• Short exercise: Copy the part of the material below that opens with the line containing "Expected: one pin per instance of the bare" and runs through the end of the material, reproducing every line unchanged.

· · · ·

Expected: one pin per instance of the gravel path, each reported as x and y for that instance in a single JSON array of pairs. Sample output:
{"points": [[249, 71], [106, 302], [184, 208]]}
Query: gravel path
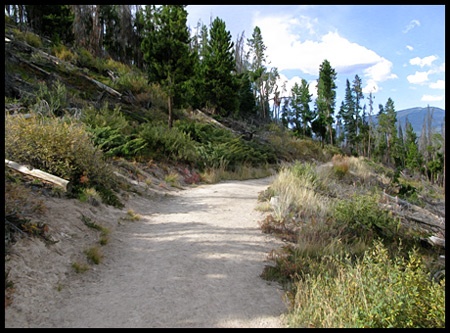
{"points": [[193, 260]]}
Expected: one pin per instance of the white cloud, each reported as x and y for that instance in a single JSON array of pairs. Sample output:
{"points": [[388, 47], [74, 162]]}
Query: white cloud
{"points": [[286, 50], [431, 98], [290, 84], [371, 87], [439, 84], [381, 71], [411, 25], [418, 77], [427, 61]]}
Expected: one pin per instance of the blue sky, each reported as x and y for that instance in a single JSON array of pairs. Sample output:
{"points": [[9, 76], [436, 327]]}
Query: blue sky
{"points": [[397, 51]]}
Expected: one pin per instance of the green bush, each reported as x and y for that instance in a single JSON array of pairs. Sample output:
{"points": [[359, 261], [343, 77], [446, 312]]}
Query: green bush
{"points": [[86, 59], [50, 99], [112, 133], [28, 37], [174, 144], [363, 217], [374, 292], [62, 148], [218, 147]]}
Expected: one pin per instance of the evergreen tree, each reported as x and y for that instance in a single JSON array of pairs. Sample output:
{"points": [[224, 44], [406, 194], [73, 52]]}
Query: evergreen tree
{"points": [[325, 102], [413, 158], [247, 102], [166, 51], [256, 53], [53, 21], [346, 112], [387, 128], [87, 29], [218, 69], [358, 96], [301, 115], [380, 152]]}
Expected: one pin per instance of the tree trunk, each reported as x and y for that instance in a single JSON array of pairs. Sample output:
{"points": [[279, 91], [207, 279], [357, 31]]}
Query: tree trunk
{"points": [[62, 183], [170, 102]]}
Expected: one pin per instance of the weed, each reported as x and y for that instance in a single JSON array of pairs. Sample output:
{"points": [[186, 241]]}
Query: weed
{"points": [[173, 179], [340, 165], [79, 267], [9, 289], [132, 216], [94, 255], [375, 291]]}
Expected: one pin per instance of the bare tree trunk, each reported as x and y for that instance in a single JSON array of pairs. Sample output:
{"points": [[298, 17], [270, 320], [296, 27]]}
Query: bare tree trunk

· · · ·

• Task answer:
Expected: one pin per instance of the bare tree trunk, each reported as x and y for that instance in a single JSON array of pairs. Sample output:
{"points": [[298, 17], [270, 320], [296, 27]]}
Query: bare tree trunk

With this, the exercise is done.